-- DATASET EXTRACT follows --

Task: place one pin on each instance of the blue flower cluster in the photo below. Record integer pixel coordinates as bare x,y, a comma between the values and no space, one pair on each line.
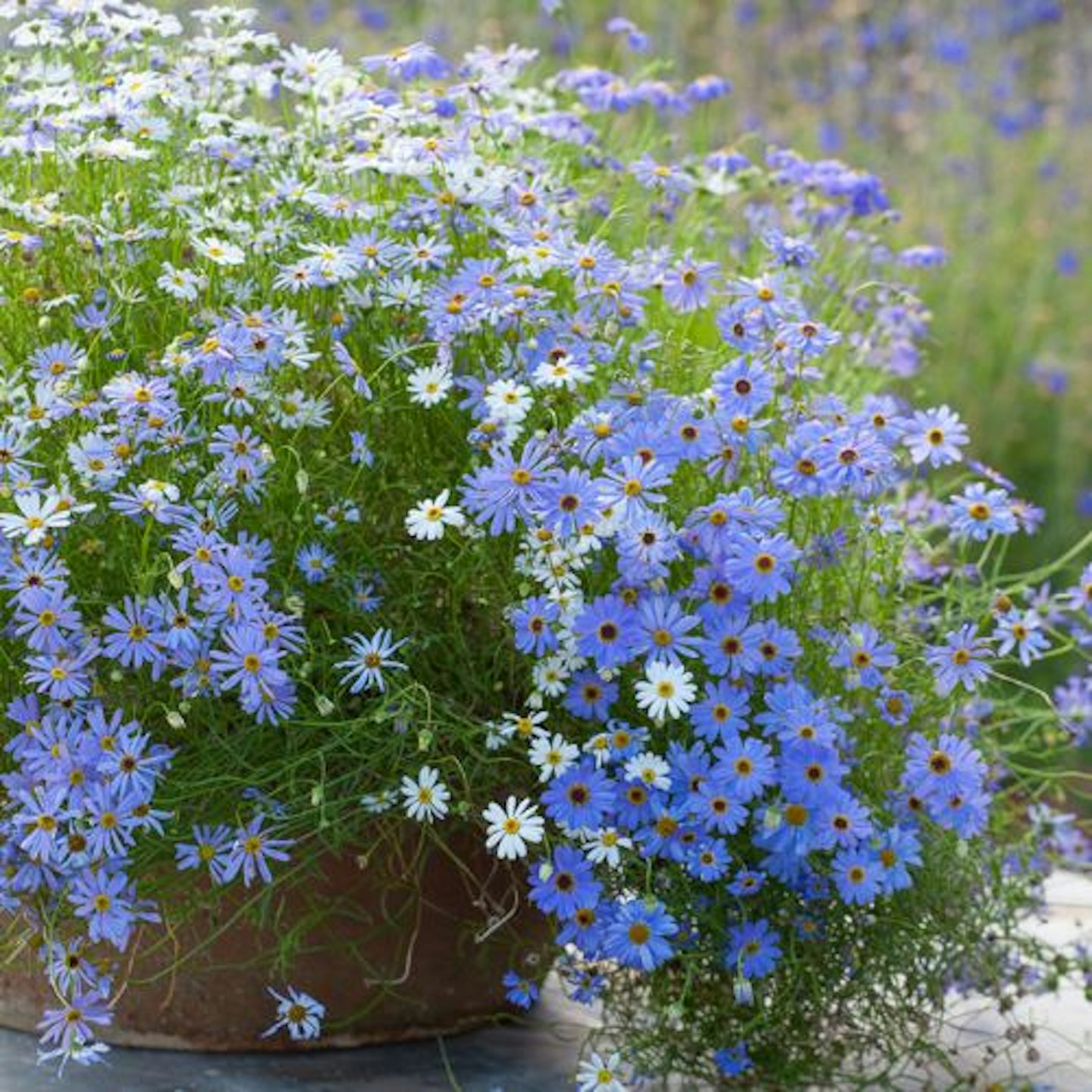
434,331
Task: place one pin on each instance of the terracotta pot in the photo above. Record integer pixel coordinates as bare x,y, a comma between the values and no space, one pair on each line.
402,943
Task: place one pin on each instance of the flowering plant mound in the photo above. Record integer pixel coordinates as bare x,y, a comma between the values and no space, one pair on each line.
388,442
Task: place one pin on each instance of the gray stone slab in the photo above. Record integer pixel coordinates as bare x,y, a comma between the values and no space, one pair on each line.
535,1055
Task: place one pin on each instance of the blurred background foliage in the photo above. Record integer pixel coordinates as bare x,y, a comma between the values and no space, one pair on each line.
977,116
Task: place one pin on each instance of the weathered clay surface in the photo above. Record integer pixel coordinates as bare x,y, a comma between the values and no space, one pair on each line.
402,940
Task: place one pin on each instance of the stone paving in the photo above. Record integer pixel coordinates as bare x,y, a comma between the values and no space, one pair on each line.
538,1054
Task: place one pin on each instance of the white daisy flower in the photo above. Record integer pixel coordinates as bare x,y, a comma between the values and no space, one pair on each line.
429,386
39,513
605,846
667,690
220,251
427,797
431,518
511,827
551,755
649,768
598,1074
508,401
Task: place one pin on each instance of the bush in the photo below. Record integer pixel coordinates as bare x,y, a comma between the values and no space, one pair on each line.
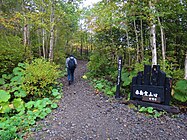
11,53
40,76
181,91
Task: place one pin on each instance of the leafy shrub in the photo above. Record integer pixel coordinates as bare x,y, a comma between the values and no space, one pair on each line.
181,91
39,77
104,86
12,52
98,64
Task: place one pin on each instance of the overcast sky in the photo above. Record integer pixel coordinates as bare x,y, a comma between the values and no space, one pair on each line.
89,2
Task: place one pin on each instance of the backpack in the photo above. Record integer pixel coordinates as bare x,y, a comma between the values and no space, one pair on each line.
71,64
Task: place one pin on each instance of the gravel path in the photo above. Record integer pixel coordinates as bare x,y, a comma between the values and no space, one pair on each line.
84,115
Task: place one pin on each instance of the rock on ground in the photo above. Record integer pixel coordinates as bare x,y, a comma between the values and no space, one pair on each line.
84,115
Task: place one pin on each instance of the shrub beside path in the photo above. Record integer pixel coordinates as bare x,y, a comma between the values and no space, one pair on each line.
84,115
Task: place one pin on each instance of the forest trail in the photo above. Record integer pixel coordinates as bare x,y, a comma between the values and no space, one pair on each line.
84,115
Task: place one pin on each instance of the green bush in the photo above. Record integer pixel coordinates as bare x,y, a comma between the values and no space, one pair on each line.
181,91
39,77
12,52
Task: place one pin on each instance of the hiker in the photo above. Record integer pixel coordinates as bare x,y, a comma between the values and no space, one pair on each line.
71,64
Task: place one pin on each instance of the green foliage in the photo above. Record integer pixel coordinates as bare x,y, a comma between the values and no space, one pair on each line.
39,77
12,52
17,109
181,91
98,64
104,86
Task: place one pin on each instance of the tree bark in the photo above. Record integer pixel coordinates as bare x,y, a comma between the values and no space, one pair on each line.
142,40
51,33
153,38
43,35
163,44
185,65
137,46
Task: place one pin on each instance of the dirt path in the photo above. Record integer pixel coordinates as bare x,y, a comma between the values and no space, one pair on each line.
83,115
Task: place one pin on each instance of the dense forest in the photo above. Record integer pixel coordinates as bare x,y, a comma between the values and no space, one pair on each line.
37,35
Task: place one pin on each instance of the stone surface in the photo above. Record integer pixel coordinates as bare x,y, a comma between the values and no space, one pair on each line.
84,115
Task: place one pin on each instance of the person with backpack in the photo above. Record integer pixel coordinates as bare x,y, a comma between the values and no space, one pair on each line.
71,64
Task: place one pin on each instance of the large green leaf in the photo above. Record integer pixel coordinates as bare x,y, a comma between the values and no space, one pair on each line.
4,107
4,96
18,104
2,81
180,96
20,93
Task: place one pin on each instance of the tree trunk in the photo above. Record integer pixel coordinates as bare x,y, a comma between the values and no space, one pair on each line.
43,35
137,46
142,44
163,44
153,39
51,33
185,65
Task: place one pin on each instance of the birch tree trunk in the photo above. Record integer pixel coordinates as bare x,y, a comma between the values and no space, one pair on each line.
185,76
43,34
51,33
137,46
142,44
163,44
128,45
153,38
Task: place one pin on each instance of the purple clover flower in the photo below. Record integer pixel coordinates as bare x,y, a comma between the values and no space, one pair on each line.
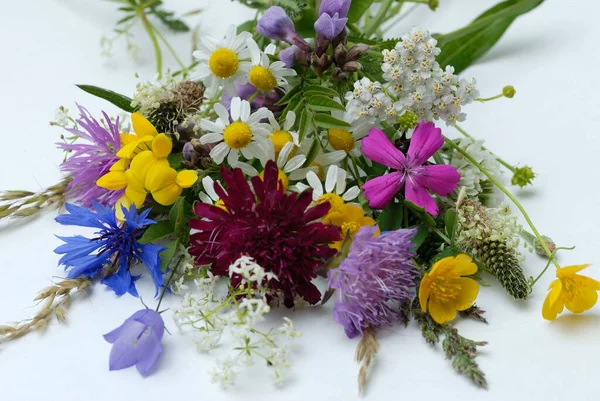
332,7
377,273
275,24
330,26
137,342
91,160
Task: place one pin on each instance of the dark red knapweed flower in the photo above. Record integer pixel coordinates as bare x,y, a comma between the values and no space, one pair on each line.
278,230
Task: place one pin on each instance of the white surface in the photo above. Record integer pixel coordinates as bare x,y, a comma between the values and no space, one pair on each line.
550,56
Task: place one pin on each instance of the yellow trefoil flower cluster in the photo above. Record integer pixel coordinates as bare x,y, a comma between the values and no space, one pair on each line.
578,293
444,290
143,167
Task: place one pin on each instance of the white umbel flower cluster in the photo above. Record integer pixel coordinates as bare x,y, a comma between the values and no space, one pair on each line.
369,100
419,83
472,179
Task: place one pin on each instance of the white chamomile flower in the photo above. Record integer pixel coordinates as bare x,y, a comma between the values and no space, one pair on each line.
223,61
264,75
283,135
334,190
245,133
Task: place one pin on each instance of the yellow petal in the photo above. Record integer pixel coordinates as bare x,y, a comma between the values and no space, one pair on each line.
120,165
463,265
113,180
142,126
160,177
186,178
424,290
467,295
441,313
168,195
162,146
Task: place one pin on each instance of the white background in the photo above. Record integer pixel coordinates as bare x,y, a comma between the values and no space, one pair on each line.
550,56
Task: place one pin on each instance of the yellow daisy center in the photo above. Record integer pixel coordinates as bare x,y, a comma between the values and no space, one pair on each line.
445,289
341,139
350,228
223,63
237,135
281,176
262,78
334,200
279,139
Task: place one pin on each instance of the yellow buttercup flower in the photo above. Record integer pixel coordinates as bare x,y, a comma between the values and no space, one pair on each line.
166,184
444,290
350,219
577,293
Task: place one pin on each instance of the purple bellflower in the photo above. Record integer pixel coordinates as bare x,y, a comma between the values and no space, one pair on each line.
137,342
411,171
277,25
374,280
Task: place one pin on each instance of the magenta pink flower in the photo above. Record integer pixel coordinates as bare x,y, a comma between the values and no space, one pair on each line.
410,171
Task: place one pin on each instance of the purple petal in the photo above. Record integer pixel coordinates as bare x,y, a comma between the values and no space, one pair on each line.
440,178
426,140
418,195
381,190
377,147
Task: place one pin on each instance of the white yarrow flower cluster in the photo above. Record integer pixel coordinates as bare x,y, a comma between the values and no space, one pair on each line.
471,178
369,100
421,86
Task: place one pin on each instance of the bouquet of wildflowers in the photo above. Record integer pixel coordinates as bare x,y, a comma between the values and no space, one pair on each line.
303,159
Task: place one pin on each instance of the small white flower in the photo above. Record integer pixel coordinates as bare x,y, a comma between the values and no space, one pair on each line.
244,134
264,75
223,62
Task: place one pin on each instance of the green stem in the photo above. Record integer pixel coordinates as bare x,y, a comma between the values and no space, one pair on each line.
499,160
150,29
379,17
510,196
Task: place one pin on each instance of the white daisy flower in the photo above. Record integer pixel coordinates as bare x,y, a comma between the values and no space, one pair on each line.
223,62
334,190
245,133
264,75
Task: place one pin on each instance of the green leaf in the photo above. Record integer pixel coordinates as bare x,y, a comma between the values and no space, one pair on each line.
157,231
357,9
450,221
304,125
326,121
320,90
121,101
463,47
322,103
391,217
420,236
420,213
166,256
313,151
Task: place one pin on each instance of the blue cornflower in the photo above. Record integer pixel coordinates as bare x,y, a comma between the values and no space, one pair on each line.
113,250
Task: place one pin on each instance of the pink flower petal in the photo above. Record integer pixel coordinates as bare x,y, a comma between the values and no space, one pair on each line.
381,190
426,140
418,195
439,178
377,147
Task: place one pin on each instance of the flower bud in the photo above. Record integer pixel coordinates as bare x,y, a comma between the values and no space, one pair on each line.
509,91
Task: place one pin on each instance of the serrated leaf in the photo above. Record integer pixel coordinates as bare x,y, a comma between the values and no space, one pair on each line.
358,8
391,217
326,121
304,125
322,103
463,47
121,101
157,231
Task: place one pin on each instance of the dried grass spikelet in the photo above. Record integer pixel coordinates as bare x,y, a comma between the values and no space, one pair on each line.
365,354
56,300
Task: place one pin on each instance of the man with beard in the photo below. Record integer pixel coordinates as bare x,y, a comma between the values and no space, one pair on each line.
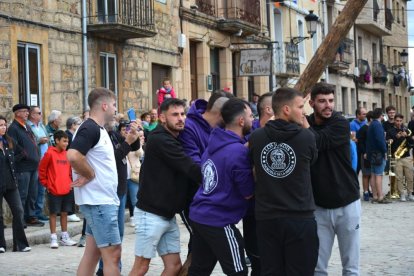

-- DATASET EXTRACT concluded --

WORK TO BE COMPLETED
In the data, the line that contains "Task: place one pin on each instance of the flower bud" begins the part to write out; restate it and each line after it word for word through the end, with no pictures.

WRITTEN SOLUTION
Task: place one pin on each instance of the flower bud in the photo above. Record integer pixel coordinates as bare x,y, a comma between the values and no space, one pair on each line.
509,91
Task: place one pin on each instance of the serrated leaf in the photo above. Record integer pixel coordinates as bare x,y, a comma between the values and no space, one pair on each line.
358,8
391,217
326,121
304,125
322,103
463,47
121,101
157,231
Task: place one pin on each instance of the dried grass spikelet in the photo above. Record integer pixel coordinates as bare x,y, a comma between the values and no space, one pair on each line.
365,354
56,300
Task: place one pin on each instance of the man with beard in the photo below. Record integer pixel coordinates as bare x,y, a comma between the values and no space, one pair on each line.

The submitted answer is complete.